Some records
********
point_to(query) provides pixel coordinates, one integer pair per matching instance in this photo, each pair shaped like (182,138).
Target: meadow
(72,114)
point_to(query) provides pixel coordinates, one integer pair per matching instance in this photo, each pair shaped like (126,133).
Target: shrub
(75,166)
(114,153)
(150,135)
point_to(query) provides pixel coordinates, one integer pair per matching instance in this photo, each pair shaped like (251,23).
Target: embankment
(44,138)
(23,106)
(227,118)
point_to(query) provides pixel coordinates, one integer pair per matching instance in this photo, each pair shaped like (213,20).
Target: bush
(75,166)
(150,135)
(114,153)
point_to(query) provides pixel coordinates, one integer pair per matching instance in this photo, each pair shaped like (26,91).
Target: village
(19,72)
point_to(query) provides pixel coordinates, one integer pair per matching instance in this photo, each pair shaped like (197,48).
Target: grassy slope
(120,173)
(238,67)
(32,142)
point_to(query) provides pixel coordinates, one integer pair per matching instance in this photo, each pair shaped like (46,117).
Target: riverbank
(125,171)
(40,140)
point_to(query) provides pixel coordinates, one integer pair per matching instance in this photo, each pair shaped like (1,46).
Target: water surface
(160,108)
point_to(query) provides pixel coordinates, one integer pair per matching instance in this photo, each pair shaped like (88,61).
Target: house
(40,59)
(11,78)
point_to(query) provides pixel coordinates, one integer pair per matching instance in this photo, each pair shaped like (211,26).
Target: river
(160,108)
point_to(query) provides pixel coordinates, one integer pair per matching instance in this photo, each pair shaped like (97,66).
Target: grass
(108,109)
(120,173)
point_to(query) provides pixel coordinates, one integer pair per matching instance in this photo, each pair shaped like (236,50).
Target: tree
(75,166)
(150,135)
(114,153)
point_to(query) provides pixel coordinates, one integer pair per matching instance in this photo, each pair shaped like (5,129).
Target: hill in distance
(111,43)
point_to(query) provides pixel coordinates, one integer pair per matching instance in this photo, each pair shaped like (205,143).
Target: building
********
Written problem:
Update all the rows above by replacing every "Target" with "Object", leaving everything else unchanged.

Exercise response:
point_to(query) provides pixel coordinates, one integer pair per matching instance in this photo, each pair shaped like (182,138).
Object: meadow
(72,114)
point_to(query) provides pixel coordinates, one integer pair per matching instance in this photo, each pair shaped like (126,133).
Object: shrub
(75,166)
(114,153)
(150,135)
point_to(query) provides pixel coordinates, one integer pair per matching instance in this photo, each pair shaped like (251,23).
Object: embankment
(44,138)
(23,106)
(227,118)
point_to(query) provides pixel coordinates, one integer pair per matching instance in this photo, each pair shaped like (213,20).
Object: bush
(75,166)
(150,135)
(114,153)
point_to(query) provides pixel coordinates, one integer pair per matching instance in this photo, each pair shaped like (26,91).
Object: village
(19,72)
point_to(query) provides pixel coordinates, one integer pair per matching instance in this photo, each pair shaped like (197,48).
Object: grassy slope
(120,173)
(238,67)
(32,142)
point_to(query) provides pixel coordinates, one integer pair per matching instance in this photo, each pair shaped like (46,117).
Object: riverbank
(125,171)
(40,140)
point_to(query) provides pixel coordinates, one integer pair per matching instance in this photo, each pair shaped like (1,46).
Object: water surface
(160,108)
point_to(query) provides pixel coordinates, one integer pair per matching instance in this photo, each pair shaped like (88,61).
Object: house
(40,59)
(11,78)
point_to(query) provides pixel coordinates, one integer pair per matching instance in this photo, each pair shaped like (211,26).
Object: river
(160,108)
point_to(query) provides pixel coordinates, one integer pair per matching instance in this photo, each pair shaped like (97,66).
Object: grass
(108,109)
(120,173)
point_to(query) provides pixel coordinates, one integer pair per matching instance in this photo, each pair shaped like (236,50).
Object: tree
(75,166)
(150,135)
(114,153)
point_to(query) provides pixel coordinates, one integer pair per matching instance in this photo, each pair shaped like (5,129).
Object: hill in distance
(111,43)
point_to(query) provides pixel coordinates, one integer pair per matching instance in this photo, each pair shaped like (205,143).
Object: building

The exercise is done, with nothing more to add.